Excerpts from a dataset
+++++

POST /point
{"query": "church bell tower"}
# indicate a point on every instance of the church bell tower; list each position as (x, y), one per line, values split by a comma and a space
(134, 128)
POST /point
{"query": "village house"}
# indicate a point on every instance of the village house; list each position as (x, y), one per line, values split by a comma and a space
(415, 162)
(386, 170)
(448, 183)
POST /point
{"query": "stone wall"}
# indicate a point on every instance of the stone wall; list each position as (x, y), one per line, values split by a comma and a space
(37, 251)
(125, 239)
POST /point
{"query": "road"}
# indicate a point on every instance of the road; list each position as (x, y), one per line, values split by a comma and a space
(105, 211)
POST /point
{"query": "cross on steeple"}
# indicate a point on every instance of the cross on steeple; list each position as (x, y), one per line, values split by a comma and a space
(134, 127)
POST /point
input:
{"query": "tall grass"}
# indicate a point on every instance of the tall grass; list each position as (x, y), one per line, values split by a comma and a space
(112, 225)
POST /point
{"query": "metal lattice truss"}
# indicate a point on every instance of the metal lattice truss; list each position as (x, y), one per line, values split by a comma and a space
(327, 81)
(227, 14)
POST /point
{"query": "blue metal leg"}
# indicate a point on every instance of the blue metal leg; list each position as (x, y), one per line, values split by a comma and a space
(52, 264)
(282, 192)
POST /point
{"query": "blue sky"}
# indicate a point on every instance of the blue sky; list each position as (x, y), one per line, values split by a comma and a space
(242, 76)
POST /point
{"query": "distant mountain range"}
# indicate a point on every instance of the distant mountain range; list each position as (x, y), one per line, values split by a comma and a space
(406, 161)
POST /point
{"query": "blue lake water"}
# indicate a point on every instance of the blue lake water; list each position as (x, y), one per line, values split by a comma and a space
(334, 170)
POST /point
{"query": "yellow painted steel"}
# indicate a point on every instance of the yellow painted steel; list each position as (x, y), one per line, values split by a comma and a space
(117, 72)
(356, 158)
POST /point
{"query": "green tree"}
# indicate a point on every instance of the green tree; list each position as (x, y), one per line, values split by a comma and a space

+++++

* _Brief_
Each line above needs to be output again, exactly as shown.

* _Answer space_
POST /point
{"query": "church bell tower"}
# indicate a point on every instance of the church bell tower; list each position as (x, y), one per line, values split by a comma and a space
(134, 128)
POST /point
{"query": "village house"}
# indicate a point on every instance of the village house; list each position as (x, y), one per line, values split by a comma and a space
(415, 162)
(386, 170)
(448, 183)
POST /point
{"query": "stone wall"}
# indicate a point on every instance of the stone wall; list each position as (x, y), one per line, values split by a comma and a space
(37, 251)
(125, 239)
POST /point
{"query": "road"}
# indicate a point on every instance of the road; list each position as (x, y), one per line, values split by a comma and a space
(105, 211)
POST /point
{"query": "cross on steeple"}
# indicate a point on every instance of the cross on steeple; list each position as (x, y), one per line, values split by a comma and a space
(134, 127)
POST /point
input:
{"query": "tall grass"}
# indicate a point on every instance of the tall grass; list each position as (x, y), one per line, values split by a comma and a space
(112, 225)
POST /point
{"query": "metal lattice truss"}
# indicate a point on every instance of the metal lattice truss; list each position as (x, y), one per line, values split by a comma and a space
(327, 81)
(227, 14)
POST /point
{"query": "blue metal leg"}
# indicate a point on every instance of the blue metal leg; list each position as (x, y), one per line, values split by a comma and a space
(52, 264)
(282, 192)
POST /point
{"query": "blue sky"}
# indicate a point on every instance of the blue sky; list each position as (x, y), one per line, values split by a comma and a space
(242, 76)
POST /point
{"query": "distant mountain range"}
# indicate a point on every instance of the distant mountain range; list each position as (x, y), one per line, values split by a comma and a space
(406, 161)
POST /point
{"query": "blue lake water"}
# indicate a point on every instance of the blue lake water; list each position as (x, y), one per line, values split by a comma and a space
(334, 170)
POST /point
{"query": "yellow painted steel"}
# indicate a point on every instance of the yellow painted steel; list each position as (x, y), one per line, values split by a comma and a space
(117, 72)
(356, 158)
POST /point
{"query": "green tree"}
# indicate a point on every instance of the green tree; list each position as (x, y), one per line, values split by a comma and a space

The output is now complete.